- [Objetivo da tarefa]: Imprima, sem mudar nada, o trecho do texto sobre a educação de adultos no Brasil que começa em "A partir de" e vai até "direito de todos.", incluindo essas últimas palavras.

Apesar da conquista legal, o período do Império terminou com pouco ou quase nenhum feito para intensificar o processo de alfabetização e minimizar o quadro de analfabetismo do Brasil. Porém, como afirmam Haddad e Di Pierro (2000, p.109), o estabelecimento da instrução primária para todos na Constituição de 1824 “tornou-se semente e enraizou-se definitivamente na cultura jurídica, manifestando-se nas Constituições Brasileiras posteriores”.

Segundo Friedrich et al. (2010), na transição do Período Imperial para o Republicano, a educação era considerada como redentora dos problemas da nação brasileira. No entanto, a primeira Constituição Republicana, proclamada em 1891, retirou a referência à gratuidade de instrução, estabelecida na Constituição Imperial, e condicionou o exercício do voto aos alfabetizados. Na época, “esse condicionamento era explicado como uma forma de mobilizar os analfabetos a buscarem, por sua vontade, os cursos de primeiras letras” (BRASIL, 2000, p. 14).

A partir de 1920, vários movimentos civis se empenharam na luta contra o analfabetismo, considerado um “mal nacional”, uma “chaga social”. Isso ocorreu devido “[a]os surtos de urbanização, [a]os primórdios da indústria nacional e [à][...] necessidade de formação mínima de mão de obra do próprio país” (BRASIL, 2000, p. 15), que motivaram grandes reformas educacionais em quase todos os estados. Esses movimentos ganharam forças, principalmente, com a promulgação da Constituição de 1934, que reconheceu, pela primeira vez em caráter nacional, a educação como direito de todos.

Durante a Era Vargas (1930-1945), como afirmam Friedrich et al. (2010, p. 396), “a educação de adultos foi entendida como peça fundamental na elevação dos níveis de escolarização da população em seu conjunto, compreendendo este processo como fundamental para a elevação do nível cultural dos cidadãos”, e, desse modo, foram institucionalizadas escolas, em vários locais do País, com um currículo básico. Esses pesquisadores destacam ainda que essa ação do governo restrita à alfabetização, na época denominada “Fábrica de Leitores”, deixou a certeza de que somente a alfabetização não resolveria os problemas sociais: era necessário o desenvolvimento de ações mais amplas com as comunidades, para promover grandes transformações sociais e possibilitar avanços significativos no campo da educação de adultos.

Na década de 40, foi criado, pelo Decreto-Lei 4.048 de 22 de janeiro de 1942, o Serviço Nacional de Aprendizagem Industrial (SENAI), para corroborar a intenção da sociedade capitalista e dos grupos econômicos dominantes, de preparar mão de obra “qualificada” para atender às demandas da indústria e, assim, gerar riquezas para o País. Para essa parcela da sociedade, “sem educação profissional não haveria desenvolvimento industrial no país” (FRIEDRICH, 2010, p. 395), e foi nesse momento que a educação de adultos se vinculou à educação profissional.

Segundo Duques (2015), com o final da Segunda Guerra Mundial, a Educação de Adultos foi alvo de esforços internacionais, em defesa da promoção, do fortalecimento e da expansão de programas voltados para esse campo da educação. Nesse período, foram promovidos encontros, seminários e campanhas a favor da ampliação do trabalho educativo, mediante o processo de alfabetização e capacitação profissional de jovens e adultos em distorção de idade ou série. Como parte desse movimento, foi lançada no Brasil, em 1947, a Campanha de Educação de Adolescentes e Adultos (CEAA), concebida como a primeira campanha oficial de caráter nacional para o “combate” ao analfabetismo.

- [Trechos dos dados]:

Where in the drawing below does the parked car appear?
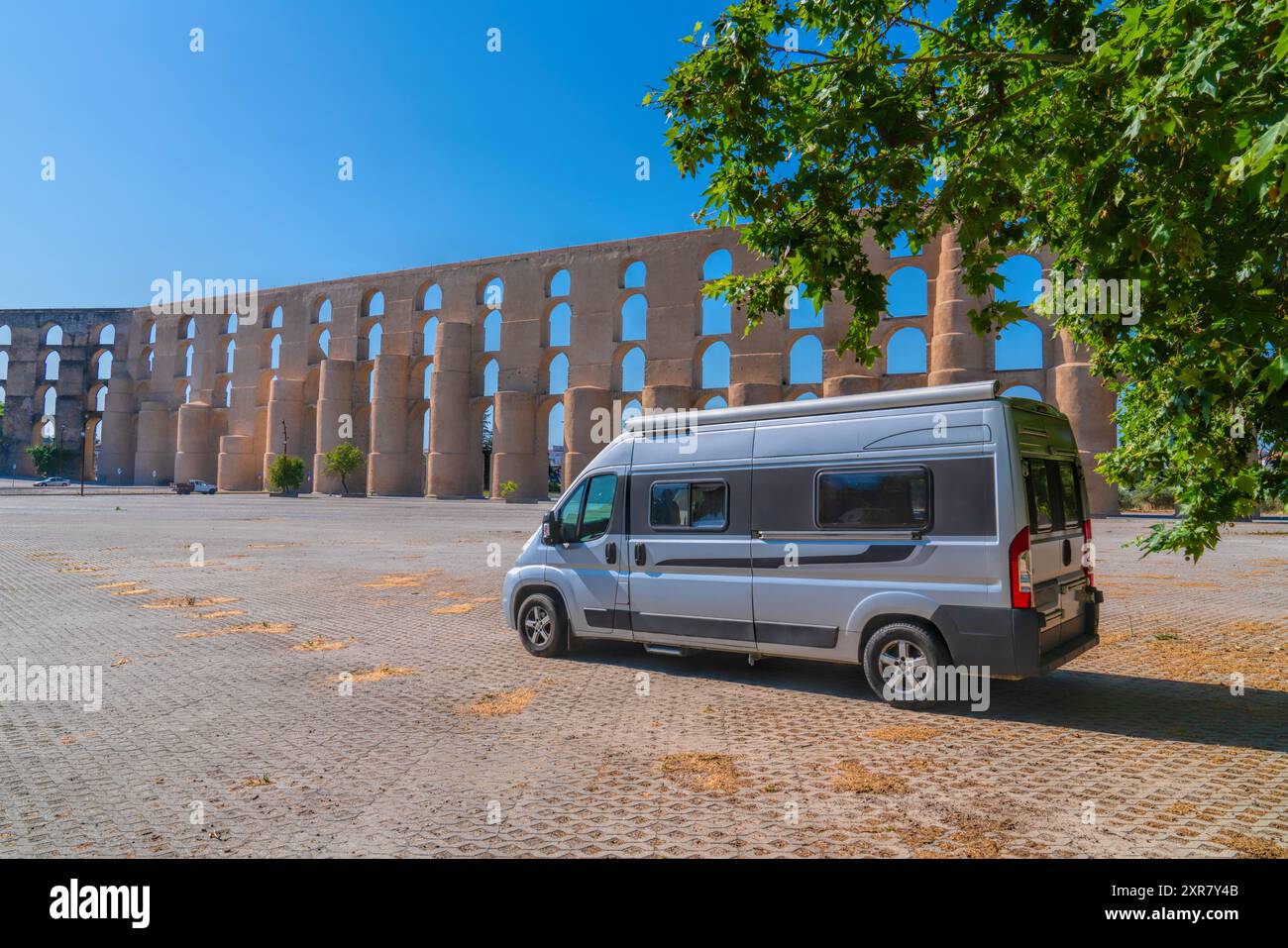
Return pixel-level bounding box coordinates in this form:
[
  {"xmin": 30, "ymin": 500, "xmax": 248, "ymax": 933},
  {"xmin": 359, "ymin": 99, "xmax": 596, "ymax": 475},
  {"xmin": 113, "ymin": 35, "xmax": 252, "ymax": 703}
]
[{"xmin": 503, "ymin": 381, "xmax": 1103, "ymax": 702}]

- [Resposta abaixo]:
A partir de 1920, vários movimentos civis se empenharam na luta contra o analfabetismo, considerado um “mal nacional”, uma “chaga social”. Isso ocorreu devido “[a]os surtos de urbanização, [a]os primórdios da indústria nacional e [à][...] necessidade de formação mínima de mão de obra do próprio país” (BRASIL, 2000, p. 15), que motivaram grandes reformas educacionais em quase todos os estados. Esses movimentos ganharam forças, principalmente, com a promulgação da Constituição de 1934, que reconheceu, pela primeira vez em caráter nacional, a educação como direito de todos.